What the task asks:
Write the next part of the text about the history of belief in the Devil, starting right after its last sentence.

Provided text:

A tidbet on Jeffrey Burton Russell:
< http://www.stormfront.org/rpo/SATANISM.htm
A portion:
>> The theological dilemma was the subject of a book by a rather distinguished French theologian, Jean Turmel, who prudently concealed his identity under the pseudonym, Louis Coulange, when he published his work in an English translation, *The Life of the Devil* (New York, Knopf, 1930; the French original, which I have not seen, was later published under the title, *Histoire du diable*).
Father Turmel rightly attributes the eclipse of Satan in modern Christian sects to rejection of the belief in witchcraft and magic, and he wittily concludes that "Satan, cast out from the refuge which, formerly, he found with the possessed and the sorcerers, and the witches, is like the Son of Man, of whom the Gospel tells us that He had nowhere to lay His head."
Father Turmel traces the history of belief in the Devil from the standpoint of Roman Catholic theology. What is now the fundamental work on the subject is the series of four volumes by Professor Jeffrey Burton Russell, published by the Cornell University Press: *The Devil* (1977), *Satan* (1981), *Lucifer* (1984), and *Mephistopheles* (1987). (If you are especially interested in the meaning of the Hebrew word, STN which the Jews translated into Greek as __________, you may find one interpretation in Peggy Day's *An Adversary in Heaven*, published by the Harvard Semitic Museum.)

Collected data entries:
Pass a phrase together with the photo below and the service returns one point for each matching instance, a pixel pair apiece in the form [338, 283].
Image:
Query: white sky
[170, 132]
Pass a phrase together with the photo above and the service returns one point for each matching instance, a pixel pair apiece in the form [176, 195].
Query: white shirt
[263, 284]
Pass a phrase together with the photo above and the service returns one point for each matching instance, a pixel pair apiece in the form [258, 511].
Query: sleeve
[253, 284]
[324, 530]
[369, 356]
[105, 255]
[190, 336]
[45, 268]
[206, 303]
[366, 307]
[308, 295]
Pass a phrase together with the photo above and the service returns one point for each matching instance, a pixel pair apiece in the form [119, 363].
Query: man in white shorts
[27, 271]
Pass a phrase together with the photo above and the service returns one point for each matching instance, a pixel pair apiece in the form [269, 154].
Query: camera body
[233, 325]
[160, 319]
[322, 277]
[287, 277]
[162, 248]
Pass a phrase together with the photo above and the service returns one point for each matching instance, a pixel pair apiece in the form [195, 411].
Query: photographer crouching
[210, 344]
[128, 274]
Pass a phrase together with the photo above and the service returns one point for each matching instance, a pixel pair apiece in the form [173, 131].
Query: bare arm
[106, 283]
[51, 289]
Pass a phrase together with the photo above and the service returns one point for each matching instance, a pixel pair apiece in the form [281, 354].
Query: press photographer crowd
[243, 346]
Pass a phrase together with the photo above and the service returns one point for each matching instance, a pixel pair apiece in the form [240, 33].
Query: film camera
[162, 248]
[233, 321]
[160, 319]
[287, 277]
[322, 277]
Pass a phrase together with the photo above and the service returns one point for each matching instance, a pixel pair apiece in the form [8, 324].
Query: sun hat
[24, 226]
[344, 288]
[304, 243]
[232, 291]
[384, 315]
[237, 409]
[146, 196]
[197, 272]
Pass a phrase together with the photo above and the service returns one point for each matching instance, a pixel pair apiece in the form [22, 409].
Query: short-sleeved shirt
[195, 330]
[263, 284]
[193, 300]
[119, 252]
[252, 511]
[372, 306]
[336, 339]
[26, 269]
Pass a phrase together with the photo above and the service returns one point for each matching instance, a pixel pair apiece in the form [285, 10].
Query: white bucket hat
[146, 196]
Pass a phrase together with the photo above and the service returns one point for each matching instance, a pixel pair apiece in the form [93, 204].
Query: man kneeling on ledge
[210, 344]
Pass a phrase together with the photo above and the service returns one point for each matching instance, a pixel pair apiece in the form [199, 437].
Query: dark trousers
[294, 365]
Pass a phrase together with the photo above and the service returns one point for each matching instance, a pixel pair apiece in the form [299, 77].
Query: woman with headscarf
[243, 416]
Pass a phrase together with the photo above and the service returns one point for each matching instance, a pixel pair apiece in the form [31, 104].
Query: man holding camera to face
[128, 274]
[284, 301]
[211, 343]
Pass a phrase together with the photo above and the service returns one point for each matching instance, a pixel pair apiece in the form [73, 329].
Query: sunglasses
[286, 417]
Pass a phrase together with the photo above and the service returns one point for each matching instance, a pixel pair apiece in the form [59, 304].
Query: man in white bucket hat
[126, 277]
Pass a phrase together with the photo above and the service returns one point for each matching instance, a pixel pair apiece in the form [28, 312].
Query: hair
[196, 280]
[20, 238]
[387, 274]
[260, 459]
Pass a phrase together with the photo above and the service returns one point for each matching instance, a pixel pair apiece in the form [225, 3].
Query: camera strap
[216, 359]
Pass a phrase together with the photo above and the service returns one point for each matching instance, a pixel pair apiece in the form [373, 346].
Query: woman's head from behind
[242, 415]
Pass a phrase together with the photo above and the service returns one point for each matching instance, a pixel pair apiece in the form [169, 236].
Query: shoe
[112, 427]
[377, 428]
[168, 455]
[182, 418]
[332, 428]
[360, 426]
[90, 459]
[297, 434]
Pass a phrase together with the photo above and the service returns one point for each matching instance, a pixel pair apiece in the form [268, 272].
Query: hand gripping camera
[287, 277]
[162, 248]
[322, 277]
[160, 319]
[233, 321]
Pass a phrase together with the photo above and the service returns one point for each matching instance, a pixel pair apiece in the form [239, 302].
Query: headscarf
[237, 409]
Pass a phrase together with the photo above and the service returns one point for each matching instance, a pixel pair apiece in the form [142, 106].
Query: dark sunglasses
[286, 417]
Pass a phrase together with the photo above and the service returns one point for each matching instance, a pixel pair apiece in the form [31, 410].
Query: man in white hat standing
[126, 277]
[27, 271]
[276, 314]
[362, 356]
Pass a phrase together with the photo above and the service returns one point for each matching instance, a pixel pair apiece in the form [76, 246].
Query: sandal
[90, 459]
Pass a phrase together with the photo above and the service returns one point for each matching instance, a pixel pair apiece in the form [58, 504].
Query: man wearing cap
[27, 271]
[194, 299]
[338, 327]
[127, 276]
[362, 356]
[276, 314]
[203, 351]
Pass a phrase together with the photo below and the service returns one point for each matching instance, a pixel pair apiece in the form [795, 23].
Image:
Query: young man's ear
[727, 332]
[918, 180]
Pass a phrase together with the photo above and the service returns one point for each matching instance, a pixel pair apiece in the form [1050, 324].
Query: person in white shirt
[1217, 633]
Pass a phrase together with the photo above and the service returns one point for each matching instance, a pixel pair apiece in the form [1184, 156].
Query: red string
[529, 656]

Exercise answer:
Professor Russell writes in a time in which the Jews have made the facts of race as unmentionable as were the facts of sex in Victorian literature, and he even takes some illustrations from their vicious fictions about a "Holocaust" and assumes, as do well-trained Americans, that God's Race are persecuted innocents, by definition incapable of the crimes they are known to have committed. This concession to the inculcated ignorance of the American public is a blemish that should not make us underestimate the authority of his historical scholarship.
He begins by identifying evil as the conscious infliction of unnecessary pain on sentient beings, including, of course, the animals to whose suffering Christians were made hard-hearted by the notion that Yahweh created soulless dumb brutes for the use of talking anthropoids.
The crucial point is that the infliction of suffering must be intentional, i.e., malicious--a point often obscured by a refusal to recognize that the suffering of beings whom we Aryans compassionately pity (e.g., a caribou pulled down by a wolfpack, a wounded wolf, a starving child in India) is simply a fact of nature, and that, if you, like sentimental "Liberals," find that fact distressing, all that you can do is lament that you got yourself born in the wrong universe.
Evil, therefore, is limited to human beings, for no other species of animal inflicts unnecessary pain on the animals it kills to nourish or defend itself, or finds satisfaction in their suffering. And if Professor Russell had not been limited by the reticence imposed by our Jewish masters, he would doubtless have noted that the moral perception of evil is, for all practical purposes, limited to our race--not all persons of Aryan ancestry, but those whose genetic inheritance we, if intelligent, would strive to perpetuate.
And a bit more:
>> Evil is peculiarly and exclusively human, but what is bizarre, to our minds, at least, is a god of evil.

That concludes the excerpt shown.